**EXERCISE DETAILS**
Take the line containing "Study the image above and locate shoreline, returning" and every line after it in the data below, and print them exactly as given, with nothing else.

**EXTRACTED MATERIAL**
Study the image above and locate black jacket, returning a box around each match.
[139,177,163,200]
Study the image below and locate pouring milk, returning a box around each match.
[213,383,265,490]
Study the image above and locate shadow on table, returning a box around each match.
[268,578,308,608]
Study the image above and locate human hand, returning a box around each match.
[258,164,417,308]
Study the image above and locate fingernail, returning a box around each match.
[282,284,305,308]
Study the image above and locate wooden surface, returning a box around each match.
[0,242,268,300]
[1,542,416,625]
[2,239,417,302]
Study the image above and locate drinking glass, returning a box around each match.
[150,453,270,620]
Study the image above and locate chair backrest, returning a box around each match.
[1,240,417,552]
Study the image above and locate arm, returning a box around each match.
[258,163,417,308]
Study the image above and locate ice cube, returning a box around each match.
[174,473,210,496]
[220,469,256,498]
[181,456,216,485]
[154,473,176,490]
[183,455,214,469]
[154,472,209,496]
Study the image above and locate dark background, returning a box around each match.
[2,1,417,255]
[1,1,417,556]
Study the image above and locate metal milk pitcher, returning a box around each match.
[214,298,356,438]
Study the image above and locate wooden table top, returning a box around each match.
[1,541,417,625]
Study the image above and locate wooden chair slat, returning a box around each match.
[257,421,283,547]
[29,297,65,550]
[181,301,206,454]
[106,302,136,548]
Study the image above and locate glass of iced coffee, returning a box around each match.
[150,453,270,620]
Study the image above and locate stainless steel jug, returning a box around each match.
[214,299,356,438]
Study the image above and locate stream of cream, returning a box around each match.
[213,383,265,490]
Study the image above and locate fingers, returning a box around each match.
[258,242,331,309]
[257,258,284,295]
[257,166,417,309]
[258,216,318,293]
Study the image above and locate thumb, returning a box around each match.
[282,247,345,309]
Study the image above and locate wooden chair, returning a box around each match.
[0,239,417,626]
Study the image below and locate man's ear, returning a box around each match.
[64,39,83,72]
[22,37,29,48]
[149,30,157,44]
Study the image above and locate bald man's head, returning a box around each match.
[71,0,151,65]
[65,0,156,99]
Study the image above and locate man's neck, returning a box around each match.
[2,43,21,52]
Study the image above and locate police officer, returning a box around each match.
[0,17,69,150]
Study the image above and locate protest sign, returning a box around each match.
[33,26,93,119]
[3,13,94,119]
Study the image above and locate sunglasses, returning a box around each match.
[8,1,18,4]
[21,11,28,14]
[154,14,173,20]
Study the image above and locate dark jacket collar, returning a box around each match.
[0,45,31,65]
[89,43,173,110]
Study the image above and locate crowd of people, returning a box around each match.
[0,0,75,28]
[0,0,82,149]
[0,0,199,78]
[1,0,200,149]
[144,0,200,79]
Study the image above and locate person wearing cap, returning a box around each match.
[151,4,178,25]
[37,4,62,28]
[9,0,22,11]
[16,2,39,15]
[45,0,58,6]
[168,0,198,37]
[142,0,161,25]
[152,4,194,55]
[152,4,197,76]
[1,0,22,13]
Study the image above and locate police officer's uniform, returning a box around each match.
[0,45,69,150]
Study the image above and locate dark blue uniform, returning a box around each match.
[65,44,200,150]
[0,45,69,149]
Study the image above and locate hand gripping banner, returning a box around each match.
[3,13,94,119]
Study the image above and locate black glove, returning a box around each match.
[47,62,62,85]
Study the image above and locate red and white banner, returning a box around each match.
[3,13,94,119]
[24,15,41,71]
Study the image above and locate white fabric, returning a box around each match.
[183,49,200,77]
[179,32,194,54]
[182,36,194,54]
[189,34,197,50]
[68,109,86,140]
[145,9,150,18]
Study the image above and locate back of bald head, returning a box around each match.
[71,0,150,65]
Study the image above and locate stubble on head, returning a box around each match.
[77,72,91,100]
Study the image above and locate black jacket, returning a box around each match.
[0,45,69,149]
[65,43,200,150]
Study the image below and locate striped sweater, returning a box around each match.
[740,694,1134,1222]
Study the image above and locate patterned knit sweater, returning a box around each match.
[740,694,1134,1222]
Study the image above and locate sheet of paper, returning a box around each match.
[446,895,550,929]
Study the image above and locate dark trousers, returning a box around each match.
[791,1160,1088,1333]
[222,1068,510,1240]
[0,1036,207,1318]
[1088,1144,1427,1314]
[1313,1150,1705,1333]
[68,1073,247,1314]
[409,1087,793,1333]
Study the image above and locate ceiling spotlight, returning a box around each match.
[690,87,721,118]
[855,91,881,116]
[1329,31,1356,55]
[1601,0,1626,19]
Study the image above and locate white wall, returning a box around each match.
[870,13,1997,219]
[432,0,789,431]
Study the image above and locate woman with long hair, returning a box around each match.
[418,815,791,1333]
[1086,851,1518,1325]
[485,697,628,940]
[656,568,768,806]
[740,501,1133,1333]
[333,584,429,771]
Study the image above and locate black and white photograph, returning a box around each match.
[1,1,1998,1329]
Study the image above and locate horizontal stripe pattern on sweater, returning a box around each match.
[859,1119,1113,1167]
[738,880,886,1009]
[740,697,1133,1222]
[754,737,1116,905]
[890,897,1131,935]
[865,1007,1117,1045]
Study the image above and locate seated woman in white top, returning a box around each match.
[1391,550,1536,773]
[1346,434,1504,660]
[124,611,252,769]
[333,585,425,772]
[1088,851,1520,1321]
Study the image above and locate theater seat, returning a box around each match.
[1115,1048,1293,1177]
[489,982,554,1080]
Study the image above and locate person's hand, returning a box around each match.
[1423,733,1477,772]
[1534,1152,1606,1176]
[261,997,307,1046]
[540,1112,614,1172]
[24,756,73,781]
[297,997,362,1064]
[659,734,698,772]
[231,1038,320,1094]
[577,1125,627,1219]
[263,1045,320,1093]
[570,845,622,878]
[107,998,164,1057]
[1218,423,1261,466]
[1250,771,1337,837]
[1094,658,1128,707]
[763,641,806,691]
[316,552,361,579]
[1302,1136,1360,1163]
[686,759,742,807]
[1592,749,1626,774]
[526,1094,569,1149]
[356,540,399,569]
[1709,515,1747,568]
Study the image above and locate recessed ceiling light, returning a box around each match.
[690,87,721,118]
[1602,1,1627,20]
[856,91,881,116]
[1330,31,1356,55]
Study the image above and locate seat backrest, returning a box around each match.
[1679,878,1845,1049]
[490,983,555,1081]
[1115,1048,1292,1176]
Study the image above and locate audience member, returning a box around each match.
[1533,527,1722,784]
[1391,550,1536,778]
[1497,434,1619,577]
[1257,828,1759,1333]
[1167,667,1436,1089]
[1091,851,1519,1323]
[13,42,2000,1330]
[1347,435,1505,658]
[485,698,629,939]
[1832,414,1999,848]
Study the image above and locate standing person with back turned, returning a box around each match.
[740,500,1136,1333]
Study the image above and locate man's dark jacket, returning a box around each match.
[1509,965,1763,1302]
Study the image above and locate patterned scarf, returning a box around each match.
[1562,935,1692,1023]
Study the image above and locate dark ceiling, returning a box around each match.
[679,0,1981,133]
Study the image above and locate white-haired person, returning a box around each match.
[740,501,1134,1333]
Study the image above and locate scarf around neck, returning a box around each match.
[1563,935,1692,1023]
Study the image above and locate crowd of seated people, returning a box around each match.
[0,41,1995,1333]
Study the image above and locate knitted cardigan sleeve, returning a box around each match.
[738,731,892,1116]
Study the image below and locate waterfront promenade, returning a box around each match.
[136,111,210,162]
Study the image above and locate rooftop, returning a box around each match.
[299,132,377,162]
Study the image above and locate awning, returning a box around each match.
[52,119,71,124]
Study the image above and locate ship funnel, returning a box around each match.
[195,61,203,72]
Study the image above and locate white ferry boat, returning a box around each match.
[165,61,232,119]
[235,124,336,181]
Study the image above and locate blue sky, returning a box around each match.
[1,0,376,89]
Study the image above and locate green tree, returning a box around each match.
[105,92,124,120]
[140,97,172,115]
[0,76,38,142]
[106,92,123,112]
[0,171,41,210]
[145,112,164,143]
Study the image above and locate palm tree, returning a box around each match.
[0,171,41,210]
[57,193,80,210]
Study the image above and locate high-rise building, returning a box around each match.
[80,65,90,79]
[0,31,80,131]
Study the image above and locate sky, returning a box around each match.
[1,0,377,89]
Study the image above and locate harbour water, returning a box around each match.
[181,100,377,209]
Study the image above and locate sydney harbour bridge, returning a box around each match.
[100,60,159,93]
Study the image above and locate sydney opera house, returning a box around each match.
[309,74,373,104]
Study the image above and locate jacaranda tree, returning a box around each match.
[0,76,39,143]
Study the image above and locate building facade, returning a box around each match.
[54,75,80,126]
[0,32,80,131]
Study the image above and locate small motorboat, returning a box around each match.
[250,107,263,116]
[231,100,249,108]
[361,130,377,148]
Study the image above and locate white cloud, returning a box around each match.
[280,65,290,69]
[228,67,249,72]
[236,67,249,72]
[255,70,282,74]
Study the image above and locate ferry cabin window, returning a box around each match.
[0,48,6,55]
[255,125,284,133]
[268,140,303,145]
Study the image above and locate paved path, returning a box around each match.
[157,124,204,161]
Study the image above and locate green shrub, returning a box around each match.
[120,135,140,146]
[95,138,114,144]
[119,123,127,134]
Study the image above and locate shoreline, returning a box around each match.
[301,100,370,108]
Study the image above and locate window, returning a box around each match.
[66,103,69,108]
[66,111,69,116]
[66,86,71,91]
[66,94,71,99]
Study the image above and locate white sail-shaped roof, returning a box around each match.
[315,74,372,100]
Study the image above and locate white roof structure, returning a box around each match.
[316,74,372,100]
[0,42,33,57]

**RESPONSE**
Study the image above and locate shoreline, returning a box around each match.
[301,100,370,108]
Study the image above and locate window, returning a box around each match.
[66,103,69,108]
[66,111,69,116]
[66,86,71,91]
[66,94,71,99]
Study the image above and locate white sail-shaped roof, returning a box around each match.
[315,74,372,100]
Study the image above and locate white roof structure, returning a box around each match.
[316,74,372,100]
[0,42,33,57]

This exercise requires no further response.